**Your objective:**
The stretch wanted below opens at the line containing "Target: oversized jeans" and closes at the line containing "Target: woman's face". Please return it exactly, with no other lines.

**Supplied data:**

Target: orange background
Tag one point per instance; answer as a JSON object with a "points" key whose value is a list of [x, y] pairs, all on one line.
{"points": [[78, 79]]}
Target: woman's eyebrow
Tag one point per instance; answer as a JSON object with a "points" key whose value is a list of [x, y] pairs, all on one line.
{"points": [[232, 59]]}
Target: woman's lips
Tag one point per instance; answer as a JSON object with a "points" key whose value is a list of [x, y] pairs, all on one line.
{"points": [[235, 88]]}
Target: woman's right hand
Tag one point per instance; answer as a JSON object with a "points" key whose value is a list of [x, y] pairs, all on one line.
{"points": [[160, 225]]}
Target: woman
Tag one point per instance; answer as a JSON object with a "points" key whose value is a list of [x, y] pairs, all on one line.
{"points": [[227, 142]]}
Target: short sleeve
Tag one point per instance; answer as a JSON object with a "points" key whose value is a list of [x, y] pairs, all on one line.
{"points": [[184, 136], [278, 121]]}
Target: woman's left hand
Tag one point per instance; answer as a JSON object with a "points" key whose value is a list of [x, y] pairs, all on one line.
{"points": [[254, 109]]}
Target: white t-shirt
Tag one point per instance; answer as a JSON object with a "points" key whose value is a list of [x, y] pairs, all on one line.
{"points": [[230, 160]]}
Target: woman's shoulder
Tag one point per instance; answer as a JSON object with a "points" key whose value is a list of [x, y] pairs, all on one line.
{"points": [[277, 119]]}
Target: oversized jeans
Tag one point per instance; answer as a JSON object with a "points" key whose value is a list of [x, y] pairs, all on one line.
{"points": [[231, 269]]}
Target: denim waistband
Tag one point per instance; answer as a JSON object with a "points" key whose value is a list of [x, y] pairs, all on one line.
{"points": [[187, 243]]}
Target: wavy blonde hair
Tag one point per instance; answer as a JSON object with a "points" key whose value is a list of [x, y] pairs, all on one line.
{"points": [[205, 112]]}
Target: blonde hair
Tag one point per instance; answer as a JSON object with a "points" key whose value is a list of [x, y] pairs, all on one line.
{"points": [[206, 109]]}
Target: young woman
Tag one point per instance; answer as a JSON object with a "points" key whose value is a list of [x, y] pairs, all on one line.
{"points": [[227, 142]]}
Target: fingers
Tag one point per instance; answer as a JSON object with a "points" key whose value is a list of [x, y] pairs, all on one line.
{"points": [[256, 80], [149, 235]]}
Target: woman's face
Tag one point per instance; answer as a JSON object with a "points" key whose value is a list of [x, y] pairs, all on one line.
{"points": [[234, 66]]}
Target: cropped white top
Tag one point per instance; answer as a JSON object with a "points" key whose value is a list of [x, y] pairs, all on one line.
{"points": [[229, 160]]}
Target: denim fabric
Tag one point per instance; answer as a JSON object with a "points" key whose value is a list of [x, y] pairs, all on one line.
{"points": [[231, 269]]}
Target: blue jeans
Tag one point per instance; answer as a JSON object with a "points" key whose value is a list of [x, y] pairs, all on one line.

**Result below:**
Target: oversized jeans
Tag one point per instance; answer as a JSON object with a "points" key whose value is a list of [x, y] pairs, all on one line.
{"points": [[231, 269]]}
Target: denim waistband
Tag one point per instance; answer as a JSON object with a "points" key whose value is a list of [x, y] pairs, all on one line.
{"points": [[187, 243]]}
Target: wavy blonde hair
Tag one point per instance; answer as a JSON object with a "points" key whose value is a list of [x, y] pairs, all on one line.
{"points": [[205, 112]]}
Target: blonde hair
Tag one point per instance; answer as a JSON object with a "points" key whose value is a list of [x, y] pairs, all on one line.
{"points": [[206, 109]]}
Target: young woman
Tag one point per instance; answer as a JSON object with a "points" key whose value is a list of [x, y] pairs, all on one line.
{"points": [[227, 142]]}
Target: fingers
Tag one point per instance; answer as a JSON object with a "points" key whose value is a list of [x, y] pairs, all on one line.
{"points": [[256, 80], [149, 235]]}
Target: woman's face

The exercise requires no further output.